**Texte à lire:**
■ ■ ■ ■ ■

Tiens, encore un titre dont nous allons prendre le contre-pied. Sans faire de généralité, mais parce que cette phrase illustre assez bien l'histoire de notre livre du jour. Un premier roman avec une drôle d'histoire, comme l'édition à l'ère du 2.0 en réserve quelquefois. Mais aussi une jolie aventure humaine, et au-delà, sur fond de défense de la nature et d'une espèce animale en particulier, à une époque où ce n'était pas une activité aussi développée que de nos jours. "Elles sont parties pour le Nord", de Patrick Lecomte, vient de paraître aux éditions Préludes, et nous emmène en voyage du grand nord canadien aux marais du Texas. Avec, à la clé, non pas une mais deux rencontres marquantes. Une jeune femme... et un oiseau, dont l'existence et la trajectoire se confondent... Explications.
Wilma Blake est la fille d'un trappeur qui vit de la chasse et de la vente des peaux qu'il accumule au cours de l'hiver, dans le nord de l'Etat canadien de l'Alberta. La petite fille, qui a perdu sa mère quelques jours après sa naissance, a accompagné son père dans ses campagnes hivernales, vivant dans des cabanes de trappeurs, en pleine nature.

■ ■ ■ ■ ■

**Lignes de données:**
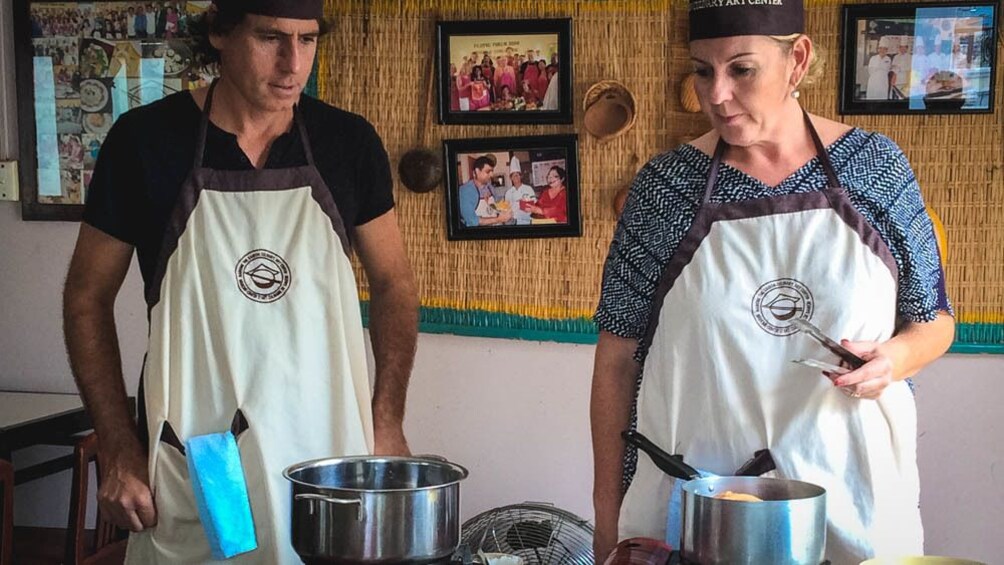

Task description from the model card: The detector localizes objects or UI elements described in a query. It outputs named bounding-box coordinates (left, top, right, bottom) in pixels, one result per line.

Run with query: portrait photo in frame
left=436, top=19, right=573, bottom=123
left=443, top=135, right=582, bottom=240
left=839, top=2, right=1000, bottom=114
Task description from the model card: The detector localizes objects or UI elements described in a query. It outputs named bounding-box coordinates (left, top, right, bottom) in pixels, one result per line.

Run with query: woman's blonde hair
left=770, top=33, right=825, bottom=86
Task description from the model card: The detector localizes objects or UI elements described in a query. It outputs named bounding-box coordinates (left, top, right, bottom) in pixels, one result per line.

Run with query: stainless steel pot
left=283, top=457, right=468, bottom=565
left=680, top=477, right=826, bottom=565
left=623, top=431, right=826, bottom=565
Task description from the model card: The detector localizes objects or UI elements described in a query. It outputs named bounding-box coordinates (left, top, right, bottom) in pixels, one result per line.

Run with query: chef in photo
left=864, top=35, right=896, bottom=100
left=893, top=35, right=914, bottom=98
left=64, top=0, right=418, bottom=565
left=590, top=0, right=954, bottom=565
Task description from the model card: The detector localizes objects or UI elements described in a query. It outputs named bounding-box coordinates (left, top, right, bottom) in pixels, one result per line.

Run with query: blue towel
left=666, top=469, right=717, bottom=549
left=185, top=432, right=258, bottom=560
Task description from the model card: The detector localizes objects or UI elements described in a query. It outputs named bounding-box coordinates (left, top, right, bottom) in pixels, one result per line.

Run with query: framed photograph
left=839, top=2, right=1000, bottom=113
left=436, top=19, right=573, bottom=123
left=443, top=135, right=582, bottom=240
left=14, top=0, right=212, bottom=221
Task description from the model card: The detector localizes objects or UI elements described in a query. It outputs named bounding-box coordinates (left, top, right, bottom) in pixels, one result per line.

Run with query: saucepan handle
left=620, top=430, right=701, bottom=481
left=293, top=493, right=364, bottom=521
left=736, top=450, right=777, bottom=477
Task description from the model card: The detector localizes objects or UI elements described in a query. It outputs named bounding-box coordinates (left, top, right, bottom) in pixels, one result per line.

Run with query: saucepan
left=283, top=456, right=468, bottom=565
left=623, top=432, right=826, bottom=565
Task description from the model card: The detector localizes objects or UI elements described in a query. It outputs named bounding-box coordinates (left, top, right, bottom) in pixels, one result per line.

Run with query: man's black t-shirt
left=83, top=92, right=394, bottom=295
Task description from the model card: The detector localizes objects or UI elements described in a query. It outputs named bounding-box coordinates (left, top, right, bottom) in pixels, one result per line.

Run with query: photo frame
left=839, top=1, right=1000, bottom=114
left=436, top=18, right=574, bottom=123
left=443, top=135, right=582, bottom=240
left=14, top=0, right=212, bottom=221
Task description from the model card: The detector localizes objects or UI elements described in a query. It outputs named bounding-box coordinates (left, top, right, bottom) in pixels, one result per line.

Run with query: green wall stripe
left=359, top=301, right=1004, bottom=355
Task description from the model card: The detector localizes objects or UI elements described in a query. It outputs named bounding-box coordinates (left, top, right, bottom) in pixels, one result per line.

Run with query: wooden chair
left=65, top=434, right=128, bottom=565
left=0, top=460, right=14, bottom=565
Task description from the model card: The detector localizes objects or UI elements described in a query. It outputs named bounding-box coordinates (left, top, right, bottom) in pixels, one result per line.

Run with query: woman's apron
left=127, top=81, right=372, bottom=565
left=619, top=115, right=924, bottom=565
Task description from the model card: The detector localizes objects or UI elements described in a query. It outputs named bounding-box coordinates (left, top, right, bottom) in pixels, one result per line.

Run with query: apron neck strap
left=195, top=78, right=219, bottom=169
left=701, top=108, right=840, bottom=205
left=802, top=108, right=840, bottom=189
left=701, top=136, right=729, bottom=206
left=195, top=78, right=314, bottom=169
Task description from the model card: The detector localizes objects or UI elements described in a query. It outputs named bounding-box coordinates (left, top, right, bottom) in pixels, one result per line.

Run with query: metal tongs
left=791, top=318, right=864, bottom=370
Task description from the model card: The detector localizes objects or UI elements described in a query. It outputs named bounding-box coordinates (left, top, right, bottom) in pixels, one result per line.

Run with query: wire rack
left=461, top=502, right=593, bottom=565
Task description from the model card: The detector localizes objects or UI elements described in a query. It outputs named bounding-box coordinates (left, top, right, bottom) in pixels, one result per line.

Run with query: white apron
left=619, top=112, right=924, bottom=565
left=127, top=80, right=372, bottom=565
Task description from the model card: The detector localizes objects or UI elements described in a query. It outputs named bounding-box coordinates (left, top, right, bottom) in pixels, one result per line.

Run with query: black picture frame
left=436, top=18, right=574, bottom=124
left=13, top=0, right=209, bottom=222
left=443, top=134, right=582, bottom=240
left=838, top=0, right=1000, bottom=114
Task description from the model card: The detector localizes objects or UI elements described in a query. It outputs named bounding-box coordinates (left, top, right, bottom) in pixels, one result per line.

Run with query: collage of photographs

■ ■ ■ ■ ■

**Série d'exercices:**
1 – Reprends sous forme de tableau Markdown les entrées, du début des entrées jusqu'à la ligne contenant "left=623, top=431, right=826, bottom=565" incluse, avec une colonne « n » pour le numéro de ligne et une colonne « Ligne » pour son contenu. Omets les lignes vides ainsi que les images.
2 – Poursuis le texte sur le roman « Elles sont parties pour le Nord » à partir de l'endroit où il s'arrête.

**Réponses dans l'ordre:**
1 –
| n | Ligne |
|---|---|
| 1 | Task description from the model card: The detector localizes objects or UI elements described in a query. It outputs named bounding-box coordinates (left, top, right, bottom) in pixels, one result per line. |
| 2 | Run with query: portrait photo in frame |
| 3 | left=436, top=19, right=573, bottom=123 |
| 4 | left=443, top=135, right=582, bottom=240 |
| 5 | left=839, top=2, right=1000, bottom=114 |
| 6 | Task description from the model card: The detector localizes objects or UI elements described in a query. It outputs named bounding-box coordinates (left, top, right, bottom) in pixels, one result per line. |
| 7 | Run with query: woman's blonde hair |
| 8 | left=770, top=33, right=825, bottom=86 |
| 9 | Task description from the model card: The detector localizes objects or UI elements described in a query. It outputs named bounding-box coordinates (left, top, right, bottom) in pixels, one result per line. |
| 10 | Run with query: stainless steel pot |
| 11 | left=283, top=457, right=468, bottom=565 |
| 12 | left=680, top=477, right=826, bottom=565 |
| 13 | left=623, top=431, right=826, bottom=565 |

2 –
L'hiver de ses 11 ans, John Blake offre à sa fille un cadeau qui va changer sa vie. Un exemplaire du livre de Selma Lagerlöf, "Le merveilleux voyage de Nils Holgersson à travers la Suède". Fascinée, la fillette dévore ce livre qui lui ouvre les portes de l'imaginaire. Elle retrouve dans l'étonnant périple de ce petit garçon transformé en lutin, des sensations qu'elle expérimente au quotidien dans la nature immense qui l'entoure.
Mais surtout, si elle connaissait déjà les oies, dont elle a pu observer le vol, elle découvre un autre oiseau dont elle ignorait l'existence : la grue. La région où elle grandit, près du lac Athabasca, une région de forêt, de lacs et de rivières, est justement l'un des coins où une espèce particulière de grue : la grue blanche d'Amérique.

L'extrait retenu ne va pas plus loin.